■ **Exercise aim**
Rewrite the items below as a numbered list, leaving out any blank lines. Omit the pictures from your answer.

■ **Supplied material**

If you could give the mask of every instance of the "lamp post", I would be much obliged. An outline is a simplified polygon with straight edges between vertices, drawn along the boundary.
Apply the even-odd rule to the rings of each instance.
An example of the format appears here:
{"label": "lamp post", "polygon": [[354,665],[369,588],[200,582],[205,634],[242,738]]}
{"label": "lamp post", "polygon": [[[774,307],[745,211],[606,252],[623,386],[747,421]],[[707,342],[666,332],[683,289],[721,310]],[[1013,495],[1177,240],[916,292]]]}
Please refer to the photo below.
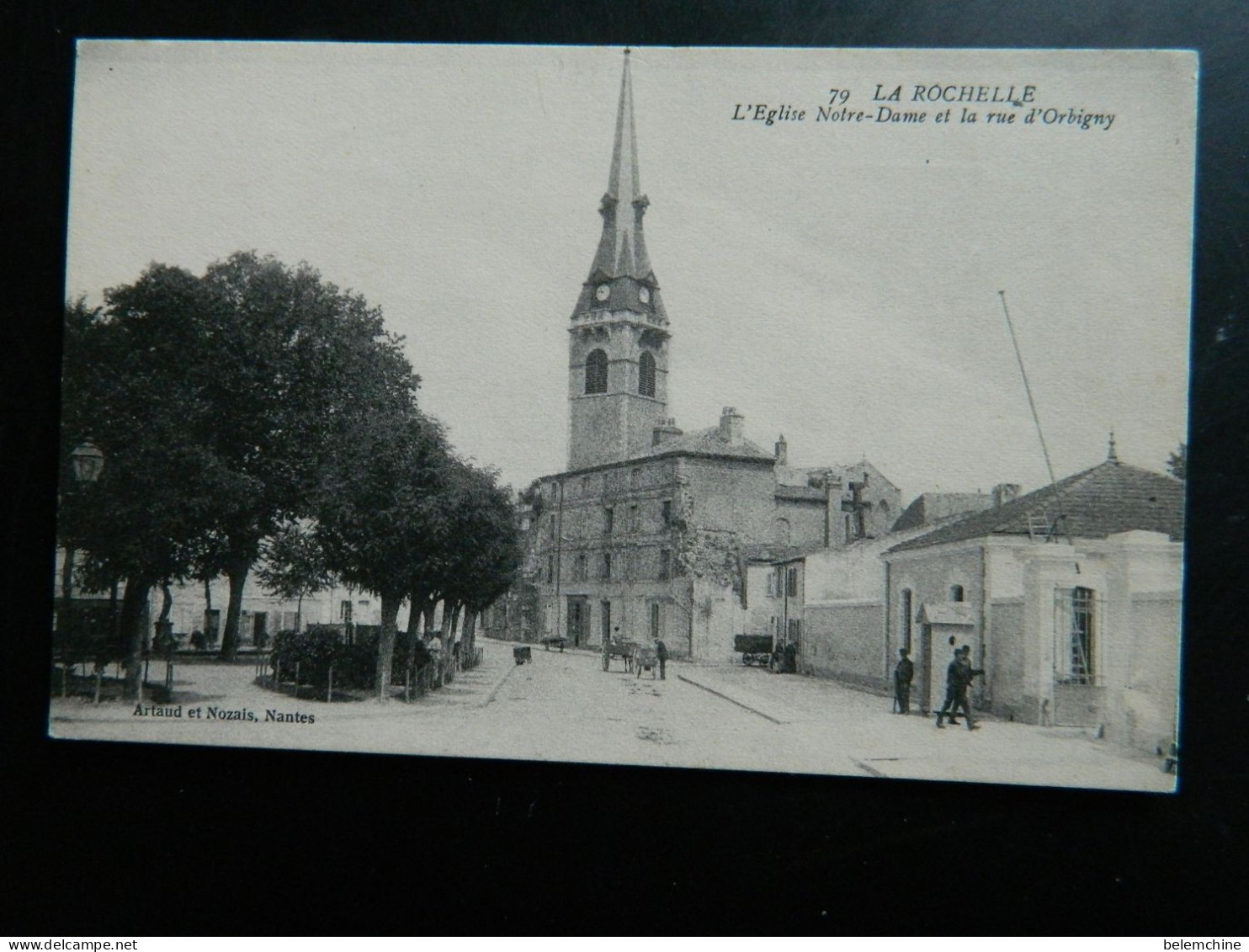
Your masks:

■ **Complete output**
1. If you could give the mask of every instance of the "lamp post", I would be much obliged. An outline is a simplified polygon with straight edges between vertices, drawn along the boundary.
2. Apply the even-odd rule to the rings of each instance.
3. An example of the format appears here:
4. {"label": "lamp post", "polygon": [[354,665],[369,588],[200,582],[205,634],[242,738]]}
5. {"label": "lamp post", "polygon": [[[774,307],[745,211],[606,252],[623,386],[747,421]],[[707,342],[666,332],[683,289],[721,310]],[[1013,495],[1177,240],[916,292]]]}
6. Please refer to the photo below.
7. Your masks:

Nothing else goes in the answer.